▼▼▼

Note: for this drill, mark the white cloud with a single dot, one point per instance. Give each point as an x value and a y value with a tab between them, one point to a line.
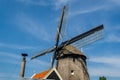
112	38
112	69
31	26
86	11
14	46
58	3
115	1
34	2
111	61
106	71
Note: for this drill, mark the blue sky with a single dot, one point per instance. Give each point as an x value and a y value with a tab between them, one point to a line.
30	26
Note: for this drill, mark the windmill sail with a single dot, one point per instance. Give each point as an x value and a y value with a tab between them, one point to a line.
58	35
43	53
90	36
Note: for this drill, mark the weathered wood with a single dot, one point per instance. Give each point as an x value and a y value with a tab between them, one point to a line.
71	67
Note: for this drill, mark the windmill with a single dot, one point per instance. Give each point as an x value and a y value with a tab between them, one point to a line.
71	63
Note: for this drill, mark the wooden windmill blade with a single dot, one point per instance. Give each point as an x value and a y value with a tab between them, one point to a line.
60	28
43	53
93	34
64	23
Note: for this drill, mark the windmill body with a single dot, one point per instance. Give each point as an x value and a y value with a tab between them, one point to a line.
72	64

▲▲▲
▼▼▼

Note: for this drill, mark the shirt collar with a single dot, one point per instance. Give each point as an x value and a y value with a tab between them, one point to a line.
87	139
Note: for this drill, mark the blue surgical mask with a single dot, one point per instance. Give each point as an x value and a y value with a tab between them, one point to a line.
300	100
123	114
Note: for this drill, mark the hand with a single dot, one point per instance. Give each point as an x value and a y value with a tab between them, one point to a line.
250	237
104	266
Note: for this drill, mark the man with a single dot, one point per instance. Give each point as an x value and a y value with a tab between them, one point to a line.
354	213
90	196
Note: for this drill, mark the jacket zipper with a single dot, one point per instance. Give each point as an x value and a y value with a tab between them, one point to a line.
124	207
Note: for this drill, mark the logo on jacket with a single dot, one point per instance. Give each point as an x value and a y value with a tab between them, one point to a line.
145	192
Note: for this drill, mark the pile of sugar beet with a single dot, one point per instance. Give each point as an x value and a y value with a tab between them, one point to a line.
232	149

▲▲▲

= YOUR INSTRUCTIONS =
Please pick out every line of the records above that contains the string "windmill", matching case exactly, and copy each of those lines in full.

= TASK RESULT =
Note: for this drill, mark the windmill sail with a single dot, one point per instance. Give each point as an x value and a y value with a tab between them, one point to a line.
Note: for this drill, mark the windmill with a single dot, one point per instance. Give each point as an x value and a y value with a tab between them, one point to a line.
Note: for this drill, mark the wooden windmill blade with a single dot, one point per instance. Give each point as an x value and a y value with a tab between them, one point to a line.
Note: for this drill, mark the windmill body with a single dot, one point per instance. Give each point as an x value and a y value with a tab between them, one point to a line.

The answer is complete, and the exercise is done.